TASK DESCRIPTION: Write out the full listing exactly.

----- DATA PROVIDED

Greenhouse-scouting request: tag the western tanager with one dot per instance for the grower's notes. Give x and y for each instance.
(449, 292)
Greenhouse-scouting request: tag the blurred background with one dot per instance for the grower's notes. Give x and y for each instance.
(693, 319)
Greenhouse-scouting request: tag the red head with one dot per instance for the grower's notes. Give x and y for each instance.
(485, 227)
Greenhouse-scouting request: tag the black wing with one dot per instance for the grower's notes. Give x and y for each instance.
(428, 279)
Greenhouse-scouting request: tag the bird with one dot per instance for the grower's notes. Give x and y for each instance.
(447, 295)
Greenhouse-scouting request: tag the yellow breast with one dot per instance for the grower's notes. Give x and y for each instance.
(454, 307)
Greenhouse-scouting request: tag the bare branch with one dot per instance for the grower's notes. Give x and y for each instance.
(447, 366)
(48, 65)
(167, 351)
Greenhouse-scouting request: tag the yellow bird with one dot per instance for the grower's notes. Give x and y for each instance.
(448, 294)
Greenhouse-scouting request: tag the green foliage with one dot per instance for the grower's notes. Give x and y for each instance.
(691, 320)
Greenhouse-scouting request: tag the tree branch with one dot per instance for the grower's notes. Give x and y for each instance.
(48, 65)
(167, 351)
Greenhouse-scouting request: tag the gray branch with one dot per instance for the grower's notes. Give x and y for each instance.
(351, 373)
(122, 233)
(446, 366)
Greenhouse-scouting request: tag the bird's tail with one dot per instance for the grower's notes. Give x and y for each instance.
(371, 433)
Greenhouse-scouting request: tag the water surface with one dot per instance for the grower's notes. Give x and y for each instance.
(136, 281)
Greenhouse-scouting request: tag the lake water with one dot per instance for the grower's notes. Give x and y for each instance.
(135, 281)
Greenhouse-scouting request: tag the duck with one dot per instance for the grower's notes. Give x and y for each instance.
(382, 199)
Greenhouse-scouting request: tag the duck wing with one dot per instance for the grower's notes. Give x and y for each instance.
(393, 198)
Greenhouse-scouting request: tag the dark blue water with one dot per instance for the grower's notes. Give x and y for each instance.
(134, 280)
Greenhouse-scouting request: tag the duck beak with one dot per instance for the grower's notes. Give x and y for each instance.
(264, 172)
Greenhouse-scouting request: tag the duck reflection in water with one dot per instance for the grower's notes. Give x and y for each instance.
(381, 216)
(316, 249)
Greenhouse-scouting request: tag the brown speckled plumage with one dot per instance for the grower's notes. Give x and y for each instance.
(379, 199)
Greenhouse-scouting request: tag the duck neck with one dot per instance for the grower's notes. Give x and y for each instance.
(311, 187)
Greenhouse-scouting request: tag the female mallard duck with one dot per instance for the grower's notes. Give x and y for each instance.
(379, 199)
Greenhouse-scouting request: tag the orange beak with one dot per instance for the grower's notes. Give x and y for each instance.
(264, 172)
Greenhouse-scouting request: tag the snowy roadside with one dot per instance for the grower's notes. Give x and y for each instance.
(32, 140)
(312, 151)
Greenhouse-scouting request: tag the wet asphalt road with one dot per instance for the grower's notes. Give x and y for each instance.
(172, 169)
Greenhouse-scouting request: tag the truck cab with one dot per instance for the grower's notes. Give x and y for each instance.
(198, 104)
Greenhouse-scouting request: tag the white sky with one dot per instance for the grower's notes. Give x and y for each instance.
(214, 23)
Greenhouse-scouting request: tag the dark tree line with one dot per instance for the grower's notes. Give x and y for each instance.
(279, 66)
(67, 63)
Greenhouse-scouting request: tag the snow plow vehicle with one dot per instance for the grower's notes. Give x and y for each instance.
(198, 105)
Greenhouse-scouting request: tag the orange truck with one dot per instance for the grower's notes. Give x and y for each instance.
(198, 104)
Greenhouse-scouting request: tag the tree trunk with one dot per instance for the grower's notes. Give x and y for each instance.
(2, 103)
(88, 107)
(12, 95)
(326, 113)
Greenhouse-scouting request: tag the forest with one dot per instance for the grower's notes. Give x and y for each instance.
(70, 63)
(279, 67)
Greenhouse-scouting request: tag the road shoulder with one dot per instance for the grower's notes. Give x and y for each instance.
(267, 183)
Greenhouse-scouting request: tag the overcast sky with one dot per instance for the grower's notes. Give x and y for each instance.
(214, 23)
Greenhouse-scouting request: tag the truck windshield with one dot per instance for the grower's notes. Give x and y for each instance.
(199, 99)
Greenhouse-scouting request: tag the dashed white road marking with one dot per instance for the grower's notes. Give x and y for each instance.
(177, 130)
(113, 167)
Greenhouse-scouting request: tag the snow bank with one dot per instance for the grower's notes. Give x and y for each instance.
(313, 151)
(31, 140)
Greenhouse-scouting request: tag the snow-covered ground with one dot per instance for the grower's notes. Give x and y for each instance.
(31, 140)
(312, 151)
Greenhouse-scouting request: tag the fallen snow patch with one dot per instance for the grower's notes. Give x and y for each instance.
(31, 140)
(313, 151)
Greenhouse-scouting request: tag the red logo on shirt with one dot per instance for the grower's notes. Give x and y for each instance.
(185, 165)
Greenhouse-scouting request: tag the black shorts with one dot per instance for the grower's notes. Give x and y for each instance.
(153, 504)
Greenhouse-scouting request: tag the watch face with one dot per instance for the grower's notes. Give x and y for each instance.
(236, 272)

----------

WRITTEN REPLY:
Greenhouse-scouting request: tag the western tanager with one dot per instance for the grower's notes. Give x and y for each instance.
(449, 292)
Greenhouse-scouting request: tag the blurred background with one dot per instance for the grower's notes. Give x and y for each instance.
(693, 319)
Greenhouse-scouting request: tag the red head with one dot per instance for the grower's notes. Give x and y for each instance.
(485, 227)
Greenhouse-scouting request: tag the black wing with one dot per instance for the grower's notes. Give x and y for each instance.
(428, 279)
Greenhouse-scouting request: tag the bird with one dot per instance for the grower's notes. Give x and y for each instance.
(447, 295)
Greenhouse-scouting request: tag the yellow breast with one dot per instance for the grower's notes. Give x and y for each instance.
(454, 307)
Greenhouse-scouting request: tag the bare branch with one dot per instance for the grower's notes. Give x and y for each instance.
(447, 366)
(48, 65)
(167, 351)
Greenhouse-scouting request: tag the yellow bird with one dot per instance for the grower's notes. Give x and y for each instance.
(448, 294)
Greenhouse-scouting request: tag the green foliage with one dot per instance for the grower's notes. Give x and y for each instance.
(691, 320)
Greenhouse-scouting request: tag the tree branch with one dot per instance for the grower's notes. Give x and y for each instance.
(48, 65)
(167, 351)
Greenhouse-scouting request: tag the gray branch with one dot per instance for the grower's notes. Give x and y for each instance.
(351, 373)
(122, 233)
(446, 366)
Greenhouse-scouting request: tag the bird's tail with one dot per instance for the grower's notes. Give x and y for each instance.
(371, 433)
Greenhouse-scouting request: tag the water surface with one dot per instance for the grower's notes. Give x and y for each instance.
(136, 281)
Greenhouse-scouting request: tag the lake water with one dot per instance for the grower's notes. Give x and y for each instance.
(135, 281)
Greenhouse-scouting request: tag the duck with one dot per instance for the grower's notes. Give x and y for each instance.
(382, 199)
Greenhouse-scouting request: tag the duck wing with one dot per instance for the grower's notes. Give x and y for each instance.
(393, 198)
Greenhouse-scouting request: tag the dark blue water with one dot per instance for the grower's notes. Give x and y for each instance.
(134, 280)
Greenhouse-scouting request: tag the duck beak with one dot per instance for the grower's notes. Give x and y for each instance.
(264, 172)
Greenhouse-scouting request: tag the duck reflection in water with one dot per instance for the grower's notes. Give x and y for each instance.
(381, 216)
(316, 249)
Greenhouse-scouting request: tag the brown speckled plumage with one dot per instance for the grower's notes. Give x and y for each instance.
(379, 199)
Greenhouse-scouting request: tag the duck neck with one dot per instance for the grower's notes. Give x and y for each instance.
(311, 187)
Greenhouse-scouting request: tag the female mallard duck with one dot per instance for the grower's notes. Give x and y for each instance.
(379, 199)
Greenhouse-scouting request: tag the orange beak with one dot per instance for the grower's notes. Give x and y for each instance.
(264, 172)
Greenhouse-scouting request: tag the snowy roadside with one dot per instance for the grower's notes. Give x and y for each instance.
(32, 140)
(312, 151)
Greenhouse-scouting request: tag the wet asphalt road with one dot per instance for the grower's notes. Give x and y for each instance.
(172, 169)
Greenhouse-scouting request: tag the truck cab with one dot per instance for the grower's notes. Give x and y for each instance.
(198, 104)
Greenhouse-scouting request: tag the white sky with one dot per instance for the grower's notes. Give x and y for each instance.
(214, 23)
Greenhouse-scouting request: tag the dark tree line with one dot per instance for the grower's notes. Give x and y for each instance.
(279, 66)
(67, 63)
Greenhouse-scouting request: tag the snow plow vehicle with one dot per instance for the grower's notes. Give x and y for each instance.
(198, 105)
Greenhouse-scouting request: tag the orange truck with one dot per instance for the grower's notes. Give x and y for each instance.
(198, 104)
Greenhouse-scouting request: tag the tree trunk with one dot per instance for the grower's notes. Give x and y for each instance.
(2, 103)
(88, 107)
(12, 95)
(326, 113)
Greenhouse-scouting request: tag the forest with one dot per instance for the grower's notes. Give x and y for each instance.
(70, 63)
(279, 67)
Greenhouse-scouting request: tag the road shoulder with one dot per instance for the grower's notes. Give x and y for each instance.
(267, 183)
Greenhouse-scouting request: tag the overcast sky with one dot per instance for the grower's notes. Give x and y for each instance.
(214, 23)
Greenhouse-scouting request: tag the truck windshield with one dot per instance for the grower's notes. Give x and y for each instance.
(199, 99)
Greenhouse-scouting request: tag the dashed white road marking with one dot per instance for the grower's notes. Give x and y for each instance.
(177, 130)
(113, 167)
Greenhouse-scouting request: tag the snow bank with one dot per instance for the grower's notes. Give x and y for each instance.
(313, 151)
(31, 140)
Greenhouse-scouting request: tag the snow-covered ground with one dot per instance for the grower's notes. Give x and y for each instance.
(31, 140)
(312, 151)
Greenhouse-scouting request: tag the fallen snow patch with one dot per instance for the grower's notes. Give x and y for each instance.
(31, 140)
(313, 151)
Greenhouse-scouting request: tag the red logo on shirt with one dot per instance for the grower's notes. Give x and y for each instance.
(185, 165)
Greenhouse-scouting request: tag the black shorts with one dot per instance for the grower's notes. Give x and y for each instance.
(153, 504)
Greenhouse-scouting request: tag the watch face with one dot per instance for the grower's notes. Give x and y for each instance.
(236, 272)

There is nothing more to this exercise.